>>>
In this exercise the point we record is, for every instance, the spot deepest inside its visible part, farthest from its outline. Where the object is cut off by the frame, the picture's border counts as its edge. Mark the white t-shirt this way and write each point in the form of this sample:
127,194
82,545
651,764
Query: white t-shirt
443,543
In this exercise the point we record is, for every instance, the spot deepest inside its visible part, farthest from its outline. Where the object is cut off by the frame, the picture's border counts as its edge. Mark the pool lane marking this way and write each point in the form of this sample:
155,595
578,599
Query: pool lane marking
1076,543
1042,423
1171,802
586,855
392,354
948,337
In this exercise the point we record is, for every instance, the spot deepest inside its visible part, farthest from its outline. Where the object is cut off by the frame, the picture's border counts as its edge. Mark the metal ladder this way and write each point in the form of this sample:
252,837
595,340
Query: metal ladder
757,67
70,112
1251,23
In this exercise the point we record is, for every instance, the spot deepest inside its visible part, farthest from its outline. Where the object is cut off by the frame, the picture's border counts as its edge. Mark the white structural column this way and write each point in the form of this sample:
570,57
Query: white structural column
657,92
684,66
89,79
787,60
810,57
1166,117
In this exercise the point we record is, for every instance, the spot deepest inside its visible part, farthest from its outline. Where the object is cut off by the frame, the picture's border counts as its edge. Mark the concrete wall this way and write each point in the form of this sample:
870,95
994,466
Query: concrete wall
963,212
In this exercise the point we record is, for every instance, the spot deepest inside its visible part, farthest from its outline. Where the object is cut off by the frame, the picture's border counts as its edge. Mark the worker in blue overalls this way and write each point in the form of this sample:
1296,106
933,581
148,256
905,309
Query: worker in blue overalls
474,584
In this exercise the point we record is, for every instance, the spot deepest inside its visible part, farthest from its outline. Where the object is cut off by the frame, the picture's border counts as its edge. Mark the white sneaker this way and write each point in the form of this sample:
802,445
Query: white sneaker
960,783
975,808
<<<
Copy the listing above in full, putting "Label" wherever "Query" appears and leaving everything else unchanged.

In this exercise the point we record is, for every instance, the spot deepest inside its visible part, farthest from its outline. Where the object is cut off by the frame, the picture's border counts as its edge. Mark the white t-shirt this way and write each point in the form of this sample:
127,194
82,545
651,764
Label: white t-shirt
443,543
In this exercise the point we record is, for every instance, the spot deepest inside its visible part, farthest from its outline. Where the object is cut off by the frame, the picture's border counts as its edge. Mark the pool lane marking this way and write each point in the form of this sample:
155,595
578,599
Label: pool lane marking
1076,543
1042,423
1171,802
586,855
392,354
948,337
In this exercise the point we record is, for every instance, the spot deepest inside its visible part, farthest from its outline. Where the object is cut off by the frame, the picture's border counts as its edge. Mark the metal ladder this way and write each point in the form of this sample:
252,837
595,340
Label: metal ladder
757,67
70,112
1251,23
In this exercise the point we record is, for every instance, the spot deepest inside its visible part, farthest from its outline. Where the object is cut off by the frame, the picture's border counts as its edge. Mark the white structural column this way and write each point in the form of this sample:
570,57
Label: white structural column
657,92
684,66
89,79
787,60
810,57
1166,117
In this exercise the point we record is, for every instance, the spot deepest inside its visible part, farthest from its outline. Where the object is cut off by the frame, the picture's border counts as its edge. Mark the concrete wall this way and write each point in the form of this sample:
870,95
994,466
Label: concrete wall
963,212
In this exercise the point we record is, for every instance, the spot deepest inside its visible part, farthest from its outline. Where the object is cut off by the frame, the picture's border counts as its edge. Mark the worker in blue overalls this way and write each point in the form of this sample:
1296,106
933,581
148,256
905,309
Label: worker in blue overalls
474,584
In this exercise the point we record is, for every instance, the spot deepest inside its visible part, farthest from its outline. Where the object is cut off by the frame, the picture's border counts as its edge. Mark the white sneaker this way and write each point in the form of this sample:
802,445
Label: white sneaker
960,783
975,808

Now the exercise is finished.